Set exercise A:
For the TTL excerpt, decide whether each statement agrees with it: (i) every import and export in TTL needs a non-null event_t; (ii) in TTL, one event_t can serve only a single transaction; (iii) a blocking transaction waits for its completion right after it is issued. Answer yes or no for each, quoting the deciding words of the excerpt.

Excerpted passage:
## Start
Explicit layouts and/or element size can be provided by overriding the default values. The API can also be extended with constructors for explicit sizes, if needed.

TTL_io_tensors

TTL_io_tensors_t holds two internal tensors ready for processing: imported_to as input tensor and to_export_from as output tensor:

typedef struct {
TTL_int_tensor_t imported_to;
TTL_int_tensor_t to_export_from;
} TTL_io_tensors_t;
// Returns true if tensors are valid.
// Useful when prolog/epilogs creates non-valid tensors.
int TTL_valid_tensors(TTL_io_tensors_t tensors);

TTL Import and Export Transactions

The third layer of TTL deals with transactions that copy tensors from global to local memory and back, referred to as import and export, respectively. These transactions are asynchronous and correspond to async_work_group_copy() builtin functions of OpenCL and their use of "event_t". Similar to OpenCL, in TTL one event_t can serve multiple transactions, and it is possible to wait on multiple events. Unlike OpenCL, every import and export in TTL must be provided a non-null event_t, which can be produced by TTL_get_event().

TTL_event_t TTL_get_event(); // Initialize an event.
// Import the data in external_tensor to internal_tensor.
// The transaction is added to the event e.
void TTL_import(TTL_int_tensor_t internal_tensor, TTL_ext_tensor_t external_tensor, TTL_event_t *e);
// Export the data in internal_tensor to external_tensor.
// The transaction is added to the event e.
void TTL_export(TTL_int_tensor_t internal_tensor, TTL_ext_tensor_t external_tensor, TTL_event_t *e);
void TTL_wait(int num_events, TTL_event_t *events); // Wait for first num_events in events array

TTL_blocking_import/export can be used to issue a blocking transaction, i.e., get an event, issue a transaction and immediately wait for its completion:

void TTL_blocking_import(TTL_int_tensor_t internal_tensor, TTL_ext_tensor_t external_tensor);
void TTL_blocking_export(TTL_int_tensor_t internal_tensor, TTL_ext_tensor_t external_tensor);

TTL Pipelining Schemes

The fourth layer of TTL deals with overlapping pairs of asynchronous import and export transactions and buffering pairs of internal tensors to facilitate pipelining of imports and exports.
## End
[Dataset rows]
## Start
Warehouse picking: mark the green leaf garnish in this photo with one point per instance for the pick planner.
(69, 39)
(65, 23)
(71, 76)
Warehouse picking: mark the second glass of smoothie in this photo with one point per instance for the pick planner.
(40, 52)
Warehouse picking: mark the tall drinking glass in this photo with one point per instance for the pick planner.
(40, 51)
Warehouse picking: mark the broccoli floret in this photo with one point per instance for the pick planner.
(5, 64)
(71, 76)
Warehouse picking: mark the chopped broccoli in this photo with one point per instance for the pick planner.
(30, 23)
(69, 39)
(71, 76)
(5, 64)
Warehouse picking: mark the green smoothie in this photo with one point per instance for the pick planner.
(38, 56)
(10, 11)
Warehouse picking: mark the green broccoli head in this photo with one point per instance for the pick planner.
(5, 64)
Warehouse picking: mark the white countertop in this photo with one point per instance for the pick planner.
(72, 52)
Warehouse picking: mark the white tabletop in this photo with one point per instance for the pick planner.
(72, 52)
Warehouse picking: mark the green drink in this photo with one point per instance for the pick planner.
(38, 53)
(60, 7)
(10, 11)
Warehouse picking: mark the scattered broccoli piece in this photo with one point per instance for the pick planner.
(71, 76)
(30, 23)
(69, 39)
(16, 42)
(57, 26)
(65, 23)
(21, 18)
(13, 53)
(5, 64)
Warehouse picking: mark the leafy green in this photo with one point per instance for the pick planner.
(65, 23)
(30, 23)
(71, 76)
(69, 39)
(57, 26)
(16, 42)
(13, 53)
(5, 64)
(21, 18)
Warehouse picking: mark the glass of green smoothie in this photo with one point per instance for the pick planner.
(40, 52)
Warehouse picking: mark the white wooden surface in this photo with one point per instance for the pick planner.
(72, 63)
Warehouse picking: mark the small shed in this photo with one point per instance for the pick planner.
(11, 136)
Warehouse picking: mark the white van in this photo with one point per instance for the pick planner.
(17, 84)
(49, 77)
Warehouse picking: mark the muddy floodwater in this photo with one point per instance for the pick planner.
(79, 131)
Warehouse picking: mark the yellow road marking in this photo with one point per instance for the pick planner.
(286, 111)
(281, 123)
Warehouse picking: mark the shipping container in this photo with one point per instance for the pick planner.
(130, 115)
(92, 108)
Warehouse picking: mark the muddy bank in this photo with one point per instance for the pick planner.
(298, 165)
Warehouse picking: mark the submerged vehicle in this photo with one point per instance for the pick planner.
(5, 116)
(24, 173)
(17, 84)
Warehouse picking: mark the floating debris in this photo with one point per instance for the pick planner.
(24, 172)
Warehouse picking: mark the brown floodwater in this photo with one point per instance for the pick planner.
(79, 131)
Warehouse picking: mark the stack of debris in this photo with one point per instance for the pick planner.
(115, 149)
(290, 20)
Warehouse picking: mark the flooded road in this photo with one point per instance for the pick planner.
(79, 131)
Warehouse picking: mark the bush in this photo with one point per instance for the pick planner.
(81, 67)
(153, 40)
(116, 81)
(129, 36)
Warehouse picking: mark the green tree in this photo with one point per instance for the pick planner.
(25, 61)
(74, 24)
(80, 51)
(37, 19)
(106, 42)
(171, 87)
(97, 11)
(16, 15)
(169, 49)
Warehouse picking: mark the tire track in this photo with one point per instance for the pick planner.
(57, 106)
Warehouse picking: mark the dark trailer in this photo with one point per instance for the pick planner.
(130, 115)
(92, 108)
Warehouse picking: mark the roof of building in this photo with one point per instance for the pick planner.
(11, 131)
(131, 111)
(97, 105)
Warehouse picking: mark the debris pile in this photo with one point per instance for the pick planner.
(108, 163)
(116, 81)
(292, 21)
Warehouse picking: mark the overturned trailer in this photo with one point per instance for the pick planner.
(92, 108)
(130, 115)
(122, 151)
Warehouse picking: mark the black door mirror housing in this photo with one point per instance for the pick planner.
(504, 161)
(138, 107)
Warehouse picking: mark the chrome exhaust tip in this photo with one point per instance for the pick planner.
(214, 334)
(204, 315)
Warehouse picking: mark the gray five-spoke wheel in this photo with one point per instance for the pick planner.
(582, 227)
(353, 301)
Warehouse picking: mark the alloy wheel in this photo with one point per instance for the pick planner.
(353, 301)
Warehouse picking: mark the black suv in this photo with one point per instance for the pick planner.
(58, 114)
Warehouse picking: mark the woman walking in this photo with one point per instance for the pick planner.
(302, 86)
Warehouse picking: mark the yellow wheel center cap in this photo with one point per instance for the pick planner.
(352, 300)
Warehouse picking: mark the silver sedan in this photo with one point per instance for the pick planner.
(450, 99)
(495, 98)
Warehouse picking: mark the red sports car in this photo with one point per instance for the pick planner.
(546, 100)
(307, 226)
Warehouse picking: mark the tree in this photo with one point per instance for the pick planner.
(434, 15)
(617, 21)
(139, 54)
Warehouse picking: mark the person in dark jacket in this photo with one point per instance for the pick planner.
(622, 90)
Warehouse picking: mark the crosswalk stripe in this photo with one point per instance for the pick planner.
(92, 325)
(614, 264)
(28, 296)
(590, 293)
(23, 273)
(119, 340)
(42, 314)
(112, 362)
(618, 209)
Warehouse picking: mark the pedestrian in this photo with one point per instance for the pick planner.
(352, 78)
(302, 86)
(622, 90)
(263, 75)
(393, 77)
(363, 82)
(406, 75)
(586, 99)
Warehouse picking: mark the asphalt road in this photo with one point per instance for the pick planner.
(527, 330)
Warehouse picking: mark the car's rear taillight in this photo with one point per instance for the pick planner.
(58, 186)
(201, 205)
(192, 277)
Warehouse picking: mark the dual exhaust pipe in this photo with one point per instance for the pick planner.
## End
Set exercise B:
Return each line of the listing that contains the string "glass". Case counts.

Reply A:
(i) Yes: "every import and export in TTL must be provided a non-null event_t"
(ii) No: "in TTL one event_t can serve multiple transactions"
(iii) Yes: "get an event, issue a transaction and immediately wait for its completion"

Reply B:
Warehouse picking: mark the second glass of smoothie in this photo with one point per instance for the pick planner.
Warehouse picking: mark the tall drinking glass in this photo with one point per instance for the pick planner.
Warehouse picking: mark the glass of green smoothie in this photo with one point per instance for the pick planner.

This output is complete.